Mortify therefore your members which are upon the earth; fornication, uncleanness, inordinate affection, evil concupiscence, and covetousness, which is idolatry: For which things’ sake the wrath of God cometh on the children of disobedience: In the which ye also walked some time, when ye lived in them.
But now ye also put off all these; anger, wrath, malice, blasphemy, filthy communication out of your mouth. Lie not one to another, seeing that ye have put off the old man with his deeds; And have put on the new man, which is renewed in knowledge after the image of him that created him: Where there is neither Greek nor Jew, circumcision nor uncircumcision, Barbarian, Scythian, bond nor free: but Christ is all, and in all.
Put on therefore, as the elect of God, holy and beloved, bowels of mercies, kindness, humbleness of mind, meekness, longsuffering; Forbearing one another, and forgiving one another, if any man have a quarrel against any: even as Christ forgave you, so also do ye. And above all these things put on charity (ἀγάπη or agape), which is the bond of perfectness.
And let the peace of God rule in your hearts, to the which also ye are called in one body; and be ye thankful. Let the word of Christ dwell in you richly in all wisdom; teaching and admonishing one another in psalms and hymns and spiritual songs, singing with grace in your hearts to the Lord. And whatsoever ye do in word or deed, do all in the name of the Lord Jesus, giving thanks to God and the Father by him.47
With this digression on the meaning of charity understood, Nephi’s charity for his people, the Jew, and the gentile and, therefore, his example as well as Paul’s example for people in our day can be comprehended and implemented. Something to strive for.

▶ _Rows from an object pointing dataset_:
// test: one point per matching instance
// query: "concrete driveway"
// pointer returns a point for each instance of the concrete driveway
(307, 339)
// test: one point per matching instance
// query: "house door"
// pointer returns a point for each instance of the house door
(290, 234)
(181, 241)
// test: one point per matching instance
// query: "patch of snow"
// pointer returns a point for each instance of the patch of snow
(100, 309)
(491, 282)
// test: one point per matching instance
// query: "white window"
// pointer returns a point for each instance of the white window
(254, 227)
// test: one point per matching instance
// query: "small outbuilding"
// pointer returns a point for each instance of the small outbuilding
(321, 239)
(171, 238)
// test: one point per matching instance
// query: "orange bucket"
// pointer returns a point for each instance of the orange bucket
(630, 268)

▶ _CHALLENGES_:
**a)** Summarize the passage on charity in two sentences.
**b)** Reproduce the passage on charity word for word between "And let the" and "to strive for.", inclusive.
This material was taken from a separate source.

▶ _TASK RESULTS_:
**a)** The passage urges readers to put off vices such as fornication, covetousness, anger, malice, and lying, and to put on the new man, in whom there is neither Greek nor Jew but Christ is all. It calls them to mercy, kindness, forgiveness, and above all charity, the bond of perfectness, and then states that with this meaning of charity understood, Nephi's and Paul's examples can be comprehended and implemented by people in our day.

**b)**
And let the peace of God rule in your hearts, to the which also ye are called in one body; and be ye thankful. Let the word of Christ dwell in you richly in all wisdom; teaching and admonishing one another in psalms and hymns and spiritual songs, singing with grace in your hearts to the Lord. And whatsoever ye do in word or deed, do all in the name of the Lord Jesus, giving thanks to God and the Father by him.47
With this digression on the meaning of charity understood, Nephi’s charity for his people, the Jew, and the gentile and, therefore, his example as well as Paul’s example for people in our day can be comprehended and implemented. Something to strive for.